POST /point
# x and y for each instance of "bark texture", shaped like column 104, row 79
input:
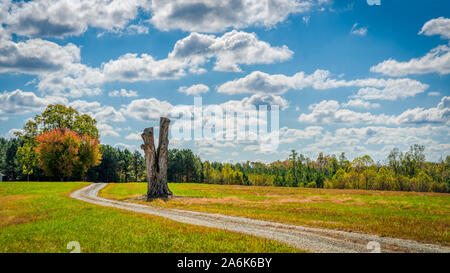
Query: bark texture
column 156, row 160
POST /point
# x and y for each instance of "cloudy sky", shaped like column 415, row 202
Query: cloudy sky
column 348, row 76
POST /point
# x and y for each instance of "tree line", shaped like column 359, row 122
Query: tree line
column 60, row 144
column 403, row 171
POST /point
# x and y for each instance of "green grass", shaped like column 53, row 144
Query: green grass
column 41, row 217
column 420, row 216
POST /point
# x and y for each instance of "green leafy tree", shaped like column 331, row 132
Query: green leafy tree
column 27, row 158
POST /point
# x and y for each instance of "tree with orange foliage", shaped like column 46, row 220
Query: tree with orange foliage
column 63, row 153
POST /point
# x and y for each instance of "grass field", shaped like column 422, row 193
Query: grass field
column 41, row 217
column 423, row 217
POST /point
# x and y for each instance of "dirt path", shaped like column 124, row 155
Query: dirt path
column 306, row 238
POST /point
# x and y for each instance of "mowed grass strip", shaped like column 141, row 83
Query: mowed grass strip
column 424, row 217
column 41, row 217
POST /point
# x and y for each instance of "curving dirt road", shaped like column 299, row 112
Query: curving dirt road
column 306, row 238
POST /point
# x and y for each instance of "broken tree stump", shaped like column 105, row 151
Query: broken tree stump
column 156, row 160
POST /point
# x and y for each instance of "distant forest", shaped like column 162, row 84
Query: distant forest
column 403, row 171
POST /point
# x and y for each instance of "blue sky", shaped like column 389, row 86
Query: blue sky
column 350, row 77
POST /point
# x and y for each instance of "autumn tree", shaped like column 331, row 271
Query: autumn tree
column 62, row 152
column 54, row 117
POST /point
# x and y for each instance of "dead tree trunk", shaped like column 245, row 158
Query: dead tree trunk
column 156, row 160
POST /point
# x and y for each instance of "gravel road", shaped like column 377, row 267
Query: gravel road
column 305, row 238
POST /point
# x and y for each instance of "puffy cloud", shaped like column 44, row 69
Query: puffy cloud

....

● WORK TO COMPLETE
Pick out every line in the items above that contains the word "stump", and copy each of those lines in full.

● SOLVED PROBLEM
# x and y for each instance of "broken tree stump", shaped like column 105, row 151
Query: broken tree stump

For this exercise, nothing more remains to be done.